IN THIS LESSON

Most mistakes aren’t about carelessness; they happen when educators move fast without clear decision rules. Our goal is to remove the “Guesswork Gap” so teachers don’t freeze in privacy paralysis or default to risky guessing.


The “Traffic Light” Guidance for NotebookLM

Use this classification system so staff can make quick, consistent decisions without second-guessing.

🔴 RED LIGHT: Never Upload
Keep these out of NotebookLM and any AI tool, every time:

  • Student PII: names, student ID numbers, emails, addresses, photos/video, voice recordings

  • Sensitive student records: IEPs, 504 plans, SST/MTSS notes, behavior logs, discipline records, health information

  • Student work: essays, projects, assessments, writing samples, portfolios

  • Staff HR information: evaluations, performance notes, personnel issues

🟡 YELLOW LIGHT: Use Caution
These may be okay only if you follow district expectations and remove identifying details:

  • De-identified exemplars: only if your district has an approved process (confirm with IT/admin)

  • Meeting notes: acceptable if they don’t name students or staff and remain professional

  • Communication drafts: fine if you remove names, student details, and identifying context

  • School data summaries: only if fully aggregated and not small-group identifiable (confirm expectations)

=-=-=

CHALLENGE 1: Turn the lines of the listing into a numbered list, leaving out blank lines. Start at the line containing "Where can the vertical" and go up to and including the line containing "point(150, 188)".
The NotebookLM privacy guidance and the listing come from unrelated sources.

INFORMATION SHOWN:
=-=-=

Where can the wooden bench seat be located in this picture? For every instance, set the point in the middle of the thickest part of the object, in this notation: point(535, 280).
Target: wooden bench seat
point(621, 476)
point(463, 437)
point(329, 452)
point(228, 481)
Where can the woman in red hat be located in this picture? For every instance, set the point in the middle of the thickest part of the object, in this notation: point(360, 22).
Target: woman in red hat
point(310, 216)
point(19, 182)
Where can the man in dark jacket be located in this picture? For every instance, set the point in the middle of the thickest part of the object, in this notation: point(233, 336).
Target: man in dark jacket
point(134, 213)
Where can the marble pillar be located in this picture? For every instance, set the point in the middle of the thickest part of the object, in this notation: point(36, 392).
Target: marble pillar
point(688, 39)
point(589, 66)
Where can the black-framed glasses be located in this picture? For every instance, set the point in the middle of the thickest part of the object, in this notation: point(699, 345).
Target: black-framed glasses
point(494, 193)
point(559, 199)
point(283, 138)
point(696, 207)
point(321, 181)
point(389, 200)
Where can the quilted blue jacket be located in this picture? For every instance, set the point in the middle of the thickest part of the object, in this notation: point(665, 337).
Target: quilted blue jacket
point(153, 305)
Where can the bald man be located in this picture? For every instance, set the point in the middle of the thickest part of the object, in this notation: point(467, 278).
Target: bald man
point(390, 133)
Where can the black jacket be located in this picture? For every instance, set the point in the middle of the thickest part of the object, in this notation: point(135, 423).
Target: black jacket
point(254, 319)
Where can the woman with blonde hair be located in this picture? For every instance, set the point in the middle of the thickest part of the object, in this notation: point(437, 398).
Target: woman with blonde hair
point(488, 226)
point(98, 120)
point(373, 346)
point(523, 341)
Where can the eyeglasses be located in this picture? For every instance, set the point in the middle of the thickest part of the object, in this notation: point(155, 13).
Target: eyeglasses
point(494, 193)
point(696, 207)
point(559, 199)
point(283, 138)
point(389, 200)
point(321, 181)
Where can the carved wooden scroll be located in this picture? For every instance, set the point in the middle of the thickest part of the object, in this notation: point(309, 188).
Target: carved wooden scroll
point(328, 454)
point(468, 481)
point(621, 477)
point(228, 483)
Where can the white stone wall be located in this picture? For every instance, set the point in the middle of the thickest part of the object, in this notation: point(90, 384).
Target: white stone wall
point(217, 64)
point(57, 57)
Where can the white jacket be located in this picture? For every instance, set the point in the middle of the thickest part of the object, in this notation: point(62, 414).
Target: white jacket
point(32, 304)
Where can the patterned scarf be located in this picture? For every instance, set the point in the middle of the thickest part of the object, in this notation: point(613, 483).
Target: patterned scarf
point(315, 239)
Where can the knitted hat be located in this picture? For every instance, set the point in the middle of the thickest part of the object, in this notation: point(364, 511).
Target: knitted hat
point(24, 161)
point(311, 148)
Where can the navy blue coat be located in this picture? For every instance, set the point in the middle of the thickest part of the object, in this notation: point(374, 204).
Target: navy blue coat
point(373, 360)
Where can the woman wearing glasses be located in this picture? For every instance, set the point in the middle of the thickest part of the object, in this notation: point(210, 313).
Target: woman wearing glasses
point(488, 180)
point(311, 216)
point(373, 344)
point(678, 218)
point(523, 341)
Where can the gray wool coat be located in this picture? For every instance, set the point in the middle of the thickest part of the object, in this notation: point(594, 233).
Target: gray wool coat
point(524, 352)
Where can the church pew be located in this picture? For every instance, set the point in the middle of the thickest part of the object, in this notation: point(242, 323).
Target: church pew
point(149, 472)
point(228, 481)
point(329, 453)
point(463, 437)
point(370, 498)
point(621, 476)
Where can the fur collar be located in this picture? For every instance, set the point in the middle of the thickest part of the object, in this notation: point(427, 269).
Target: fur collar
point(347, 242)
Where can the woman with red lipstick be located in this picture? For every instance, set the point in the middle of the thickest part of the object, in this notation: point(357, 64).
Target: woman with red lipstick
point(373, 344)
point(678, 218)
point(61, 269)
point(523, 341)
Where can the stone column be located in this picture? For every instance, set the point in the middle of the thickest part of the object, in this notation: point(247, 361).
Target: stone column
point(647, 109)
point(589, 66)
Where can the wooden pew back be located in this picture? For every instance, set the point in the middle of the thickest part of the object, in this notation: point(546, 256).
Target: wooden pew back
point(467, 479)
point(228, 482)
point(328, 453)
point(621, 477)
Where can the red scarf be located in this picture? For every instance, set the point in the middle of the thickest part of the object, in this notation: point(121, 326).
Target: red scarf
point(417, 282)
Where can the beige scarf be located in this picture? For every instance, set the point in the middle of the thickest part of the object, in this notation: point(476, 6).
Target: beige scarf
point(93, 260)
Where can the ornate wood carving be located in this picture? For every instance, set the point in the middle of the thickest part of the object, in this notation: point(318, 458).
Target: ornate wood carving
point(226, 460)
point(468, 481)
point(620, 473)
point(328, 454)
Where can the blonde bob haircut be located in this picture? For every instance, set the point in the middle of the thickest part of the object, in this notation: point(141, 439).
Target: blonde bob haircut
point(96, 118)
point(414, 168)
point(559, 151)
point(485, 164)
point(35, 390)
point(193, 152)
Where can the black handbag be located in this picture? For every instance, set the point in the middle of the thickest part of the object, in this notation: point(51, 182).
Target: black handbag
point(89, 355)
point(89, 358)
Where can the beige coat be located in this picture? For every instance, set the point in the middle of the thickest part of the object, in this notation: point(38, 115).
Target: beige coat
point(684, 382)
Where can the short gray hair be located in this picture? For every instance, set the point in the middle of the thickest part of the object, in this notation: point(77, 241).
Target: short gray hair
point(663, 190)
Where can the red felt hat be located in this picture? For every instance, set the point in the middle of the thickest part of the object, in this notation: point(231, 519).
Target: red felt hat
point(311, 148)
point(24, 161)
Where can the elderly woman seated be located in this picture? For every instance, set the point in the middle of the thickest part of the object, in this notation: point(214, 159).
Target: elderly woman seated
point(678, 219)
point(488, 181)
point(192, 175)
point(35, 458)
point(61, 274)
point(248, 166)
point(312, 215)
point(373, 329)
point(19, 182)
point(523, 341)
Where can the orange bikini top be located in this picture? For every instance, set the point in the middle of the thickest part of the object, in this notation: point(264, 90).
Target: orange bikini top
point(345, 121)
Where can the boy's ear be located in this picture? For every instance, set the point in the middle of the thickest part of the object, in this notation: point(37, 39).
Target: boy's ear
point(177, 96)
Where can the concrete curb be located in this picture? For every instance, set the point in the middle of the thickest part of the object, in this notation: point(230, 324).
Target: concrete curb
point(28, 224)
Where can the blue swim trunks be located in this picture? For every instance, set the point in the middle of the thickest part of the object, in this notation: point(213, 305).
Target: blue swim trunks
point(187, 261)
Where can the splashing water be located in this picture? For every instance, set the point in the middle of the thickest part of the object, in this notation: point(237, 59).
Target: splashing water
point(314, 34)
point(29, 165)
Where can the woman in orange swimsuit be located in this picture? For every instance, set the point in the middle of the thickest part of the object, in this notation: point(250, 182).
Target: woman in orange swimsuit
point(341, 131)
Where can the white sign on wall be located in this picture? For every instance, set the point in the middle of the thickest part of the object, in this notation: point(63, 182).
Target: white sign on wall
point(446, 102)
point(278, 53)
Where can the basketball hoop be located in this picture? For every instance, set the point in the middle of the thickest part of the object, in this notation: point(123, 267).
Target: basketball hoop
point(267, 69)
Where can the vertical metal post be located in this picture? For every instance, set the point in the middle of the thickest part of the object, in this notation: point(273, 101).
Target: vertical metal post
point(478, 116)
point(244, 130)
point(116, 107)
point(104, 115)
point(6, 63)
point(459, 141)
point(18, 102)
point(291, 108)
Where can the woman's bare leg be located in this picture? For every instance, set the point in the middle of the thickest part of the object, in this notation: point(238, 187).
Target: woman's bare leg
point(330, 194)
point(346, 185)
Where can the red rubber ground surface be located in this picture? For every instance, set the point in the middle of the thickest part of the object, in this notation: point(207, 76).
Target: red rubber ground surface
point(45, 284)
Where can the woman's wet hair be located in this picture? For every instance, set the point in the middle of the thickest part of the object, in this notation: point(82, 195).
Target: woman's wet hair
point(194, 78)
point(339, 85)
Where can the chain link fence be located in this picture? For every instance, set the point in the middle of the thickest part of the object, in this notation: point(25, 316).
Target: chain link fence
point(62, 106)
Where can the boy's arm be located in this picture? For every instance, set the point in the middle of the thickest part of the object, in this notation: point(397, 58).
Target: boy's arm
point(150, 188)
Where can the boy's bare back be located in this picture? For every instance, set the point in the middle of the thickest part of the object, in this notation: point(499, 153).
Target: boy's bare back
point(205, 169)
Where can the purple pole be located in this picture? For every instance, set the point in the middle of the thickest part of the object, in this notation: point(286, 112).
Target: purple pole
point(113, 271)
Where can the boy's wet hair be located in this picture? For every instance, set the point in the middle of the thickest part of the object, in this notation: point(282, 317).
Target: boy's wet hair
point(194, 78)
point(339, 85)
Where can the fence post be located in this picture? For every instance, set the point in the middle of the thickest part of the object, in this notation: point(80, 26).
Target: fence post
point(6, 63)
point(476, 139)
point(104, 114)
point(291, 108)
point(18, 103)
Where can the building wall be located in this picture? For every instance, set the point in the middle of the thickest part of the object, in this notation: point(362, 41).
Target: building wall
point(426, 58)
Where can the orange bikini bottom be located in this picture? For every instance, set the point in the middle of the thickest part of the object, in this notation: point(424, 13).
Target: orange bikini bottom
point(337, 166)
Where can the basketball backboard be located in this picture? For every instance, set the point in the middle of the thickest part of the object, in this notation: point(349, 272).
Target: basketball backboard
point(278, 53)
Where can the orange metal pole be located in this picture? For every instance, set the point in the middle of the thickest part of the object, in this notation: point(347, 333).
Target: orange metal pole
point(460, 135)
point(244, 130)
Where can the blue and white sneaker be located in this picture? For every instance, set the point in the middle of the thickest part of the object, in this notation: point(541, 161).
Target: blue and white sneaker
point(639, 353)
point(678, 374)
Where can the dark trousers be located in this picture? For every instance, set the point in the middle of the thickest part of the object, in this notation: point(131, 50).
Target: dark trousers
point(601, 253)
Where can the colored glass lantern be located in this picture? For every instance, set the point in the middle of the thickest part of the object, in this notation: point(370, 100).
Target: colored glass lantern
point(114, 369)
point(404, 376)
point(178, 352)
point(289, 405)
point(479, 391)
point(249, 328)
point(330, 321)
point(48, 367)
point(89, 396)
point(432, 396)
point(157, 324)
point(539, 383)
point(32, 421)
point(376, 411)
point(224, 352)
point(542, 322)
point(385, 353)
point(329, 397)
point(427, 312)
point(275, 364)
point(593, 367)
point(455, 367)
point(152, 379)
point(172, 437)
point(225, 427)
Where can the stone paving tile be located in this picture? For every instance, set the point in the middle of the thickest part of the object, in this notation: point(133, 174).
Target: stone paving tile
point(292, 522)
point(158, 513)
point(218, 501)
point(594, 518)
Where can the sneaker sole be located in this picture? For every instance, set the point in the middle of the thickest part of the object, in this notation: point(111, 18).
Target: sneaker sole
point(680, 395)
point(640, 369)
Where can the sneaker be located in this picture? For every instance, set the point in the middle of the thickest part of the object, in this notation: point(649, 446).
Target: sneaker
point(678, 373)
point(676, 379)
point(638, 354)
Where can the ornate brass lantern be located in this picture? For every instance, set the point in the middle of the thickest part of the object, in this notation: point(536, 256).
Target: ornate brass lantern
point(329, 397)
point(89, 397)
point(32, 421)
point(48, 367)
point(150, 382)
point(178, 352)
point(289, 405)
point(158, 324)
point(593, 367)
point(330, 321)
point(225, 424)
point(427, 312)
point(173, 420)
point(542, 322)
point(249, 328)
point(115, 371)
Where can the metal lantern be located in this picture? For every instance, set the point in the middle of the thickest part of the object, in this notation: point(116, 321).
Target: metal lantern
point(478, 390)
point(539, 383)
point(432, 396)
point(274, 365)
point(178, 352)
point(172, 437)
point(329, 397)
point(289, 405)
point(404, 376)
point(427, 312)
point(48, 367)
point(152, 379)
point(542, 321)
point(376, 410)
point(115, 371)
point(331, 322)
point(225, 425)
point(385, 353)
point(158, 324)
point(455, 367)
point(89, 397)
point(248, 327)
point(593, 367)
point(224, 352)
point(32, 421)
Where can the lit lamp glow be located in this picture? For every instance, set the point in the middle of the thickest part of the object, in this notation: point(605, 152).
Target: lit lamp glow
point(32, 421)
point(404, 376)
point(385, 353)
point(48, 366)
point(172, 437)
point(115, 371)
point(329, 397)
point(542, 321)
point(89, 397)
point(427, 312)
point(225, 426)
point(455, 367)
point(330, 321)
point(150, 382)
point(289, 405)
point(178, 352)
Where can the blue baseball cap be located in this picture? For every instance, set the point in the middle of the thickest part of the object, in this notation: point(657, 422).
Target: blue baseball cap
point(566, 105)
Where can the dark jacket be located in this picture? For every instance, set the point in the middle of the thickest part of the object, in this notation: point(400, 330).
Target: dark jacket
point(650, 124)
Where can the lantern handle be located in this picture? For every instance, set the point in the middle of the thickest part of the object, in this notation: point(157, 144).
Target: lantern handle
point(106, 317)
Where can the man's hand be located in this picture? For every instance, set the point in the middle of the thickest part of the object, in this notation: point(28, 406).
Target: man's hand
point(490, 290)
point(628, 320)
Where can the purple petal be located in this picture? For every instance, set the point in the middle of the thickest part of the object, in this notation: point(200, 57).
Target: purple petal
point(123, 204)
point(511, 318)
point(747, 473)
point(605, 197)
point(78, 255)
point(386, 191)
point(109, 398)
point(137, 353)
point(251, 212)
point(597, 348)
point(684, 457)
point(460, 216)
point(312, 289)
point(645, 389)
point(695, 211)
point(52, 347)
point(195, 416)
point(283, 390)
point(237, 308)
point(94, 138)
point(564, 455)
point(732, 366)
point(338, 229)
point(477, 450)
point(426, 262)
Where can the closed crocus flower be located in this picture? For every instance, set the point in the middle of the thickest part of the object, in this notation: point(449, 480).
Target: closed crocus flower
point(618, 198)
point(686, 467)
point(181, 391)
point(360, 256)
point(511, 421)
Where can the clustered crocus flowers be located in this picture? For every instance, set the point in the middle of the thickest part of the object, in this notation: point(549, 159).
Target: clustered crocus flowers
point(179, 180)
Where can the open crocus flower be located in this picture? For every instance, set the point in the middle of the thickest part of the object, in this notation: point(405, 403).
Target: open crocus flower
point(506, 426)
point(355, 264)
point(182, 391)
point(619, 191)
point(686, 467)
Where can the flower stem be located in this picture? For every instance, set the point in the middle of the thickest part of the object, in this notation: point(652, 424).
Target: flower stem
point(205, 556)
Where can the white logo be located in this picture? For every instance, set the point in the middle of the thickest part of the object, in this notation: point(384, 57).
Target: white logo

=-=-=

CHALLENGE 2: Carry on with the NotebookLM traffic-light guidance from its last sentence.

EXPECTED ANSWER 1:
1. Where can the vertical metal post be located in this picture? For every instance, set the point in the middle of the thickest part of the object, in this notation: point(273, 101).
2. Target: vertical metal post
3. point(478, 116)
4. point(244, 130)
5. point(116, 107)
6. point(104, 115)
7. point(6, 63)
8. point(459, 141)
9. point(18, 102)
10. point(291, 108)
11. Where can the woman's bare leg be located in this picture? For every instance, set the point in the middle of the thickest part of the object, in this notation: point(238, 187).
12. Target: woman's bare leg
13. point(330, 194)
14. point(346, 185)
15. Where can the red rubber ground surface be located in this picture? For every instance, set the point in the middle of the thickest part of the object, in this notation: point(207, 76).
16. Target: red rubber ground surface
17. point(45, 284)
18. Where can the woman's wet hair be located in this picture? For every instance, set the point in the middle of the thickest part of the object, in this notation: point(82, 195).
19. Target: woman's wet hair
20. point(194, 78)
21. point(339, 85)
22. Where can the chain link fence be located in this picture? For every instance, set the point in the middle of the thickest part of the object, in this notation: point(25, 316).
23. Target: chain link fence
24. point(62, 106)
25. Where can the boy's arm be located in this picture? For every instance, set the point in the middle of the thickest part of the object, in this notation: point(397, 58).
26. Target: boy's arm
27. point(150, 188)

EXPECTED ANSWER 2:
🟢 GREEN LIGHT: Safe to Try
These are generally appropriate for AI-supported planning and professional learning:

  • Teacher-created materials: lesson plans, rubrics, pacing guides, agendas

  • Public or district-published resources: OER, articles, curriculum guides, standards

  • Policies and protocols: handbooks, safety procedures, PLC templates, instructional frameworks

  • Generic exemplars: teacher-made samples, synthetic samples, template student responses

Quick caution rule for Yellow:
If a document would be inappropriate to project in a staff meeting, it doesn’t belong in an AI notebook.

Removing the Guesswork Gap

If you want AI exploration to actually happen, staff need more than rules. They need permission and language that makes safe decisions normal and respected.

The Three-Sentence Policy (Leader-Provided)

Post this in your PLC slide deck, staff newsletter, and AI resource page. This is the clearest way to reduce confusion quickly:

  1. Only use district-approved AI tools on district-approved accounts.

  2. Never upload student PII or sensitive student records.

  3. When in doubt, leave it out—and use a generic exemplar instead.

Three Power Sentences (Teacher-Facing)

These are the sentences you want teachers to feel confident saying out loud without feeling dramatic or overcautious:

  1. “I’m not sure if this counts as protected information, so I’m leaving it out.”

  2. “I’m going to use a generic exemplar instead of a real student sample.”

  3. “I’m going to check our District Privacy Compact before I upload this.”

Leader Tip: In your first PLC, physically show teachers how to “strip” a document of identifying information. Demonstrate replacing a specific student’s name with “Student A,” removing dates, deleting class period references, and removing any details that narrow identity. This small act of modeling turns a rule into a skill.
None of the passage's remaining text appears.